Exercise objective
Please copy the following data word for word, starting with the line that contains "Task: tag every instance of the parked" and going on through the line that contains "pixel 63 352". Write out only those lines.

##### Input for this task #####

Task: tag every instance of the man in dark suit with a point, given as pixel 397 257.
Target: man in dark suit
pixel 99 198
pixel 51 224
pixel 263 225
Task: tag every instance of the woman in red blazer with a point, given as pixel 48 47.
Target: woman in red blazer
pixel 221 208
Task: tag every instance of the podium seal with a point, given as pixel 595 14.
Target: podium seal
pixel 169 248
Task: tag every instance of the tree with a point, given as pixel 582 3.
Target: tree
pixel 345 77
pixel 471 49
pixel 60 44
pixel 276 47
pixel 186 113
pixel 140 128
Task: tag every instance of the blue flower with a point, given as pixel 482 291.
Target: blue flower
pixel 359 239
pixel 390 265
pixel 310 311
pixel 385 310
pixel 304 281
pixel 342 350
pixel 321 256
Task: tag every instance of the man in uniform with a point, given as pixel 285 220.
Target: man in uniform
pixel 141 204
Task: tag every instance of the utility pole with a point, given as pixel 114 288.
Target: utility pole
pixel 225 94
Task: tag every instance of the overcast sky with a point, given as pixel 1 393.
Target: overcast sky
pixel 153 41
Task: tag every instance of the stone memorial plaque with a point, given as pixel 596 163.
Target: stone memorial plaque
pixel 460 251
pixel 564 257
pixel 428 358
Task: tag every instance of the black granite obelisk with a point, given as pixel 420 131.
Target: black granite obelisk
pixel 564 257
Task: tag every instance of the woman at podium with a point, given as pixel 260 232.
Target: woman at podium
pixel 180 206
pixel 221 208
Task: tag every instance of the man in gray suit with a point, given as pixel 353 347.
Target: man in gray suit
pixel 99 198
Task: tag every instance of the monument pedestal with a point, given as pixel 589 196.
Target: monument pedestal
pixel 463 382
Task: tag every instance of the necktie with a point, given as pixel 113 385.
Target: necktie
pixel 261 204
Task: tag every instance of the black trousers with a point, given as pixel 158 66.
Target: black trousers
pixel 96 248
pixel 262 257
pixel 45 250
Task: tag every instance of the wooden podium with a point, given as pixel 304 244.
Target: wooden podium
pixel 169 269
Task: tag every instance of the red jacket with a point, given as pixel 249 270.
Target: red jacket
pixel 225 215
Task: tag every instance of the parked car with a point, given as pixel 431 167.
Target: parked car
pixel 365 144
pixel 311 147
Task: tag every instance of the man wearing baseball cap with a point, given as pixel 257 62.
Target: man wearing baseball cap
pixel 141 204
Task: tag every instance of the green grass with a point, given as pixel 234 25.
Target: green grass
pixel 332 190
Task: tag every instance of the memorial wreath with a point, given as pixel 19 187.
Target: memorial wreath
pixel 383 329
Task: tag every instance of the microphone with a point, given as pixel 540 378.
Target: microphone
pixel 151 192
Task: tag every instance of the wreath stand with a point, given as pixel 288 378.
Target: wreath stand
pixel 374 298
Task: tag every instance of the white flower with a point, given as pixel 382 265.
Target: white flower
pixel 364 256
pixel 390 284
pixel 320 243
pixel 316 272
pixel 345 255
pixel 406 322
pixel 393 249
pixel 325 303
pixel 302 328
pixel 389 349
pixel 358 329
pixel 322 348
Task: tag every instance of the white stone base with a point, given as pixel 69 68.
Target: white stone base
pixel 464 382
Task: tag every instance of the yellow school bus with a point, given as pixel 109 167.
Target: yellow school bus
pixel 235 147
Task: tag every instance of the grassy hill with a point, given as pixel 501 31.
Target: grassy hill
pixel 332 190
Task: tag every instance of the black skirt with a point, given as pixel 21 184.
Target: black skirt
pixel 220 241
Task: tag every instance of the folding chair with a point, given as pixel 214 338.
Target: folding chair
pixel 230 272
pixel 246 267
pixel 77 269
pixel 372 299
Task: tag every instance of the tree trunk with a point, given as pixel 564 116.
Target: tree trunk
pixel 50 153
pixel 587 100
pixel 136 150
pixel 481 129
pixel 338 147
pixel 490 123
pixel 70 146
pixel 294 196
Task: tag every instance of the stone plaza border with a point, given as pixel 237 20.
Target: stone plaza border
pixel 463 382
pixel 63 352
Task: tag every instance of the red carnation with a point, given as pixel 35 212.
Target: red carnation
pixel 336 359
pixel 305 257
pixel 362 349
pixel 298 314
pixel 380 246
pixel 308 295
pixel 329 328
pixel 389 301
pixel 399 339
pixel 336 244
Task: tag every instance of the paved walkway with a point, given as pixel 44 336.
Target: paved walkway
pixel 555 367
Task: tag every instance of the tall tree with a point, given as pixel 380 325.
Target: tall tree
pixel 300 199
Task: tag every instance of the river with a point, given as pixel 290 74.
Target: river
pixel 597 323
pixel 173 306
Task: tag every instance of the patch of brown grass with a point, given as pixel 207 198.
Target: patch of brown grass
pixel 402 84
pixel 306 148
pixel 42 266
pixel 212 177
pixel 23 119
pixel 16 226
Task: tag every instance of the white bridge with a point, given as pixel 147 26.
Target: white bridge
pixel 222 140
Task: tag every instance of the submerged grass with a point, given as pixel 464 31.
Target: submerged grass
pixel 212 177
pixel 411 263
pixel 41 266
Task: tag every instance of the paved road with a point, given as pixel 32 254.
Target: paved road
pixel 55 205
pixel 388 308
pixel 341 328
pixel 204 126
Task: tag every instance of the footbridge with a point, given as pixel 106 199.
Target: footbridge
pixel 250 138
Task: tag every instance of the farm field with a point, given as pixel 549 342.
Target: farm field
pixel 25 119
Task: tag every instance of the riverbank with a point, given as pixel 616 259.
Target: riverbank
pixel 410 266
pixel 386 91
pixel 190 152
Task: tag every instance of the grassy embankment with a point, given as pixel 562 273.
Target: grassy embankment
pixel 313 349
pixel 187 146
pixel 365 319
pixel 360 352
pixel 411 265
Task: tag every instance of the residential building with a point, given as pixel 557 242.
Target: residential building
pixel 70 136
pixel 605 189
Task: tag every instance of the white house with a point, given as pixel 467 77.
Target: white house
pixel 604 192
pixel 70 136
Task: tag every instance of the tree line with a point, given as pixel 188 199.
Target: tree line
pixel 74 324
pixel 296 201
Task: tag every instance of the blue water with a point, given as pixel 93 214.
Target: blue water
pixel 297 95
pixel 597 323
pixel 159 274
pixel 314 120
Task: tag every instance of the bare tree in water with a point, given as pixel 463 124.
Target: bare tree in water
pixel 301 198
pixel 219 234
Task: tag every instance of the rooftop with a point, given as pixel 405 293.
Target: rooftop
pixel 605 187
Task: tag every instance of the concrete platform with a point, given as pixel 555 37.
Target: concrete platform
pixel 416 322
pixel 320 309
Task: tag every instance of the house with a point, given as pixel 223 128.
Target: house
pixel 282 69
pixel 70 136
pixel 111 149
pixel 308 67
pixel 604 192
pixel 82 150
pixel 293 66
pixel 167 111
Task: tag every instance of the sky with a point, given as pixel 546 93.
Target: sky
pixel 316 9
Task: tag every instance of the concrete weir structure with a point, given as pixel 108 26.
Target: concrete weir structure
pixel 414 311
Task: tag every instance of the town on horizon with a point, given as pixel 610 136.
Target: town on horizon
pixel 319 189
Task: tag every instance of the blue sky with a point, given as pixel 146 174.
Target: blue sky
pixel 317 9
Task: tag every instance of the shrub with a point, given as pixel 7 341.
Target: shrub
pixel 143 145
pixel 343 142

#####

The response
Task: tag every instance of the parked car with a point, given as pixel 431 167.
Target: parked car
pixel 365 144
pixel 311 147
Task: tag every instance of the man wearing baseball cap with a point, given as pixel 257 62.
Target: man wearing baseball cap
pixel 141 204
Task: tag every instance of the green grass with a point, given as pixel 234 25.
Target: green grass
pixel 332 190
Task: tag every instance of the memorial wreath with a point, given as pixel 19 187.
Target: memorial wreath
pixel 383 329
Task: tag every instance of the microphone with a point, given as pixel 540 378.
Target: microphone
pixel 151 192
Task: tag every instance of the wreath stand with a point, given as pixel 288 378.
Target: wreath stand
pixel 374 298
Task: tag every instance of the white flower with a point, given as pixel 382 265.
Target: white flower
pixel 364 256
pixel 390 284
pixel 320 243
pixel 316 272
pixel 345 255
pixel 406 322
pixel 393 249
pixel 325 303
pixel 302 328
pixel 389 349
pixel 358 329
pixel 322 348
Task: tag every instance of the white stone base with a point, given as pixel 69 68.
Target: white stone base
pixel 464 382
Task: tag every instance of the yellow school bus with a point, given as pixel 109 167.
Target: yellow school bus
pixel 235 147
Task: tag every instance of the grassy hill with a point, given as pixel 501 31.
Target: grassy hill
pixel 332 190
Task: tag every instance of the black skirt with a point, given as pixel 21 184.
Target: black skirt
pixel 220 241
Task: tag every instance of the folding chair with a point, given as pixel 214 338.
Target: folding chair
pixel 230 272
pixel 246 267
pixel 77 269
pixel 372 299
Task: tag every instance of the tree trunk with a point, given as pixel 564 116.
Target: tree trunk
pixel 50 153
pixel 587 100
pixel 136 150
pixel 481 129
pixel 338 147
pixel 490 123
pixel 70 146
pixel 294 196
Task: tag every instance of the stone plaza border with a point, given as pixel 237 20.
Target: stone plaza border
pixel 463 382
pixel 63 352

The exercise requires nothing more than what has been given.